Intervention de Bernard Accoyer

Réunion du 26 juin 2015 à 9h00
Groupe de travail sur l'avenir des institutions

Photo issue du site de l'Assemblée nationale ou de WikipediaBernard Accoyer :

Je commence par vous remercier, monsieur le président, de votre travail d'organisation de cette commission. La réflexion menée a été quelque peu iconoclaste, et il faut s'en féliciter : associer parlementaires et experts, en allégeant la présence des constitutionnalistes, fait toute l'originalité de la démarche. Notre président historien fait l'unanimité par ses analyses toujours pertinentes.

S'agissant de nos institutions, je me demande pourquoi il fallait débattre des changements à leur apporter avant d'en avoir conduit une évaluation attentive, au besoin comparative. Une évaluation des réformes déjà menées à bien aurait également été utile.

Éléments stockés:
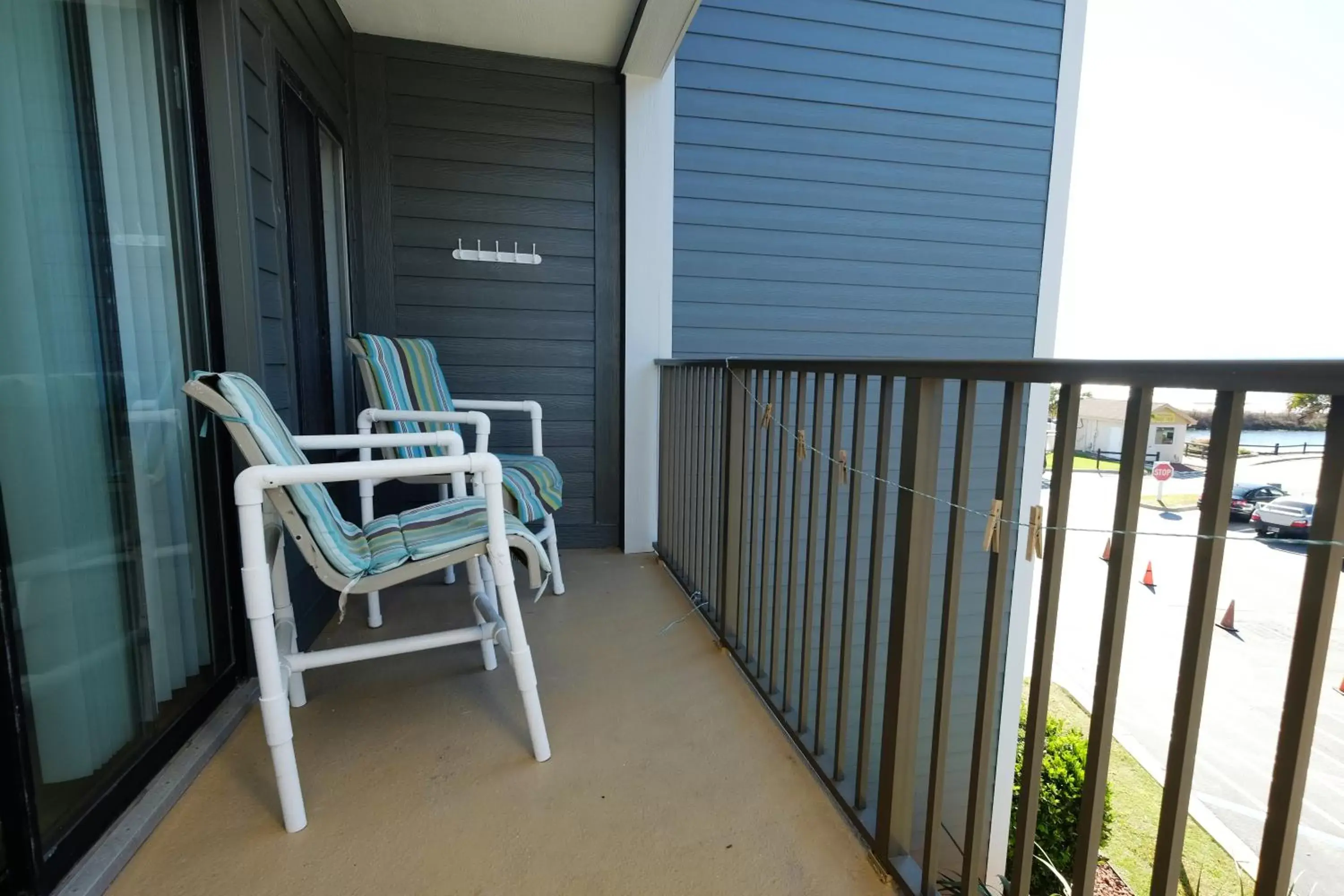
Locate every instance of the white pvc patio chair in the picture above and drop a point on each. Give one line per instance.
(359, 559)
(408, 394)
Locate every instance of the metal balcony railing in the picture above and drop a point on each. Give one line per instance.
(775, 485)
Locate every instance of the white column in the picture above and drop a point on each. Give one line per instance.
(1038, 405)
(650, 135)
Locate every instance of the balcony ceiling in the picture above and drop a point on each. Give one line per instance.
(589, 31)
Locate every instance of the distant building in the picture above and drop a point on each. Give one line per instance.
(1101, 421)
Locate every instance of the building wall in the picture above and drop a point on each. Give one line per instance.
(312, 39)
(470, 146)
(870, 179)
(246, 49)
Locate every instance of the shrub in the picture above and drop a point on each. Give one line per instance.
(1061, 801)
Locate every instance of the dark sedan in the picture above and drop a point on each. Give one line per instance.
(1248, 495)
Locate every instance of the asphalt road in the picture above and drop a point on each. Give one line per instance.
(1248, 675)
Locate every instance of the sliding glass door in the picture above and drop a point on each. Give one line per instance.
(116, 620)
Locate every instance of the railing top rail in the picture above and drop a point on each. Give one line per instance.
(1245, 375)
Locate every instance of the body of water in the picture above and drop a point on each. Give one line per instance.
(1284, 439)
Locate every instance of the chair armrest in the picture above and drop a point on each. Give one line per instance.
(531, 409)
(439, 439)
(256, 480)
(476, 420)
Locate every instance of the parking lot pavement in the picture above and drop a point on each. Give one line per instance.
(1248, 675)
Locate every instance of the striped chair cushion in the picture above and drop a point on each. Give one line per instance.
(409, 379)
(535, 484)
(437, 528)
(342, 543)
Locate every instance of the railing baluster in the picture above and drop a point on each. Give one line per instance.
(694, 478)
(664, 453)
(948, 632)
(734, 404)
(764, 649)
(1305, 667)
(810, 574)
(1047, 617)
(687, 443)
(760, 513)
(703, 536)
(877, 556)
(791, 617)
(1133, 449)
(749, 456)
(828, 563)
(851, 570)
(675, 461)
(975, 847)
(713, 496)
(921, 435)
(1198, 641)
(780, 560)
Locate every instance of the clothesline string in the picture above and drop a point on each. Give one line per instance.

*Exercice 1*: Résumez en deux phrases l'intervention de Bernard Accoyer.
*Exercice 2*: Poursuivez l'intervention de Bernard Accoyer à la suite de sa dernière phrase.
Les lignes ci-dessus ne sont pas nécessaires.

*Résultat de l'exercice 1*: Bernard Accoyer remercie le président pour l'organisation de la commission et se félicite d'une démarche originale qui associe parlementaires et experts. Il se demande toutefois pourquoi l'on a débattu des changements à apporter aux institutions sans les avoir d'abord évaluées, pas plus que les réformes déjà menées.

*Résultat de l'exercice 2*:
Les institutions de la Cinquième ont été pensées par le général de Gaulle, dans le détail, à la lumière de sa vie au coeur de l'histoire de France en ce siècle terrible qu'a été le XXe siècle. En un sens, il les incarne encore. Ces institutions ont prouvé leur qualité, leur efficacité ; elles ont apporté à notre pays, pour la première fois de son histoire républicaine, la stabilité gouvernementale.

Ces institutions ont été bâties pour donner les moyens d'agir à une volonté politique incarnée par le pouvoir exécutif soutenu par le peuple ; à l'inverse, il faut se souvenir des institutions de la Troisième et de la Quatrième République, dessinées pour limiter, voire empêcher l'action du pouvoir exécutif, et de leurs résultats. Le chef de l'État, élu par le peuple, directement, incarne la volonté politique, fixe le cap et donne le rythme de la politique que le Premier ministre, chef du Gouvernement, décline en s'appuyant sur une majorité cohérente et homogène à l'Assemblée nationale, grâce au scrutin majoritaire à deux tours.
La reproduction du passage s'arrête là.